What you need to do » Give back the full listing verbatim, apart from its images.

Source data
>>>

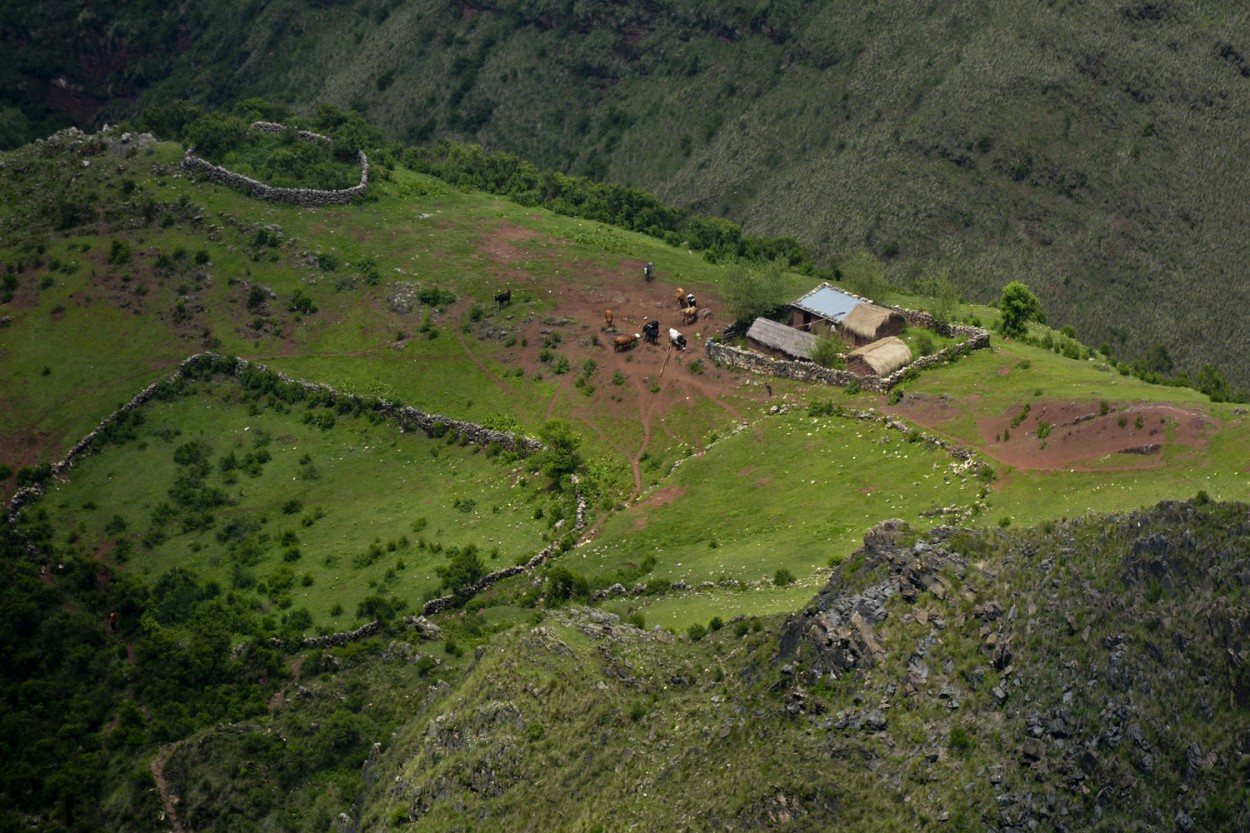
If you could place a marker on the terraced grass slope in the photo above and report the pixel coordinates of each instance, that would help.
(1090, 149)
(156, 598)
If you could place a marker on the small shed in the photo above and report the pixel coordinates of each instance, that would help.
(870, 323)
(879, 358)
(778, 340)
(821, 309)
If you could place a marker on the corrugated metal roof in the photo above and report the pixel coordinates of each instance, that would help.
(828, 303)
(779, 337)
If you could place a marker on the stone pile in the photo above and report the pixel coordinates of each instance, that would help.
(301, 196)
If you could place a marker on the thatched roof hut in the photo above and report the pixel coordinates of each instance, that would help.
(774, 339)
(879, 358)
(868, 323)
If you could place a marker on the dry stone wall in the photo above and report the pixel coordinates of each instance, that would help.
(976, 338)
(406, 417)
(301, 196)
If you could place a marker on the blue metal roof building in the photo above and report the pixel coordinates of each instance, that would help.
(824, 303)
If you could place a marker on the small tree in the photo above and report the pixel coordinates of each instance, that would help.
(1019, 307)
(945, 297)
(560, 457)
(461, 572)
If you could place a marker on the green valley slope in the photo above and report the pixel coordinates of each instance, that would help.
(1091, 150)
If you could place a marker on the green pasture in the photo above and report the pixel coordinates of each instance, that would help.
(794, 492)
(334, 515)
(88, 330)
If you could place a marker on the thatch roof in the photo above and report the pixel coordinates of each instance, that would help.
(865, 320)
(783, 338)
(883, 357)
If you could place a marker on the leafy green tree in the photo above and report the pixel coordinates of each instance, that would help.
(461, 572)
(215, 134)
(564, 584)
(750, 293)
(1019, 307)
(560, 457)
(826, 352)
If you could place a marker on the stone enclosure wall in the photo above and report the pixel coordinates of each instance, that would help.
(811, 372)
(301, 196)
(405, 417)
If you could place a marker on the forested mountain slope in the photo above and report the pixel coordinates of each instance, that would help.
(1093, 150)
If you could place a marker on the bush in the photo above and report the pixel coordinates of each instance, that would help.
(119, 253)
(828, 352)
(1019, 307)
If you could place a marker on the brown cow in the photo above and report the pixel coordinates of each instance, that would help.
(624, 342)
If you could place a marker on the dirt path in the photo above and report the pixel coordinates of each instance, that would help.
(168, 799)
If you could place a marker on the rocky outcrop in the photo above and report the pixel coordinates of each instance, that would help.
(301, 196)
(1089, 661)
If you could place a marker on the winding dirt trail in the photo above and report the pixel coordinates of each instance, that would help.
(166, 797)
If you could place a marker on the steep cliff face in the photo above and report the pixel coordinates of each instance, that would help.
(1091, 673)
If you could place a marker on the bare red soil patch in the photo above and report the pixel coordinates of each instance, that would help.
(654, 380)
(1071, 434)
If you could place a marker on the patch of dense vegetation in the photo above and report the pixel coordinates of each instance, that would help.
(915, 136)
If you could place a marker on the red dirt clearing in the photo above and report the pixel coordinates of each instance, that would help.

<<<

Answer in full »
If you could place a marker on the terraced grass slope in the photo above and report the pixel coordinates of each instance, that would help.
(1090, 149)
(156, 598)
If you could place a marker on the small shed in the photo above and report the pixel coordinates of each instance, that would help.
(870, 323)
(879, 358)
(778, 340)
(821, 309)
If you could place a marker on the corrugated metal roof in the photo above and report the pixel coordinates of each instance, that would help.
(828, 303)
(779, 337)
If you could place a marker on the stone pile in the photo above and report the pixel coordinates of each instance, that would help.
(301, 196)
If you could place a marker on the thatched roof hut in the photo above and report the pixel coordinates of each instance, that would help.
(774, 339)
(879, 358)
(868, 323)
If you could place a marker on the dry stone wall in the photo above and report the pixel coordinates of each instance, that would help.
(976, 338)
(406, 417)
(301, 196)
If you could place a marker on the blue metal roof building in the photo above and report the pixel coordinates of each instance, that would help.
(824, 303)
If you could place a marker on the small tree in the photo above and report the pixel coordinates of each instance, that would help.
(1019, 307)
(945, 297)
(560, 457)
(461, 572)
If you could place a marker on the green valley slope in the photo above and report the pixel coordinates of each instance, that would help.
(1091, 150)
If you could place a marker on the green pasture in the photo above and report the pixel coordinates of each instance, that would help.
(794, 492)
(334, 515)
(88, 330)
If you could place a marker on the thatch roof in the photo above and report the pixel coordinates of each instance, that would help.
(865, 320)
(783, 338)
(883, 357)
If you could place a marker on the leafy green tree in the photo above and report the pixel coordinates of each instance, that would help.
(461, 572)
(215, 134)
(564, 584)
(750, 293)
(1019, 307)
(560, 457)
(826, 352)
If you could place a marker on the stone enclosure wall in the photo above and report the pixel coordinates of each instance, that would help.
(811, 372)
(301, 196)
(405, 417)
If you could place a marker on the forested mountain slope in the photo above and report the pixel coordinates of each instance, that would help.
(1093, 150)
If you could place a marker on the bush in the photo above and report the pixel coordinates of each instance, that would help.
(119, 253)
(828, 352)
(1019, 307)
If you could place a marker on the brown cow in the photo above and report the pixel coordinates of each instance, that would help.
(624, 342)
If you could place a marker on the dirt path in the photo above and report the pixel coordinates of each instance, that would help.
(168, 799)
If you could place a marker on the rocky outcrop in the photo above and report the pixel coordinates of each instance, that would help.
(301, 196)
(1089, 661)
If you could place a marker on the winding dirt trail in the photo above and report the pixel coordinates of each instance, that would help.
(166, 797)
If you could place a marker on the steep cliff face in the photo above and report the pixel coordinates of each instance, that would help.
(1091, 673)
If you could place a marker on the bare red soil patch in the photo above and report the pixel coordinates of each instance, that would help.
(654, 380)
(1071, 434)
If you could place a marker on the patch of dense vegetation in the photo above and report the pixel coordinates of each instance, that would help.
(915, 136)
If you could place a marker on the red dirt clearing in the photo above and report the pixel coordinates of each instance, that would help.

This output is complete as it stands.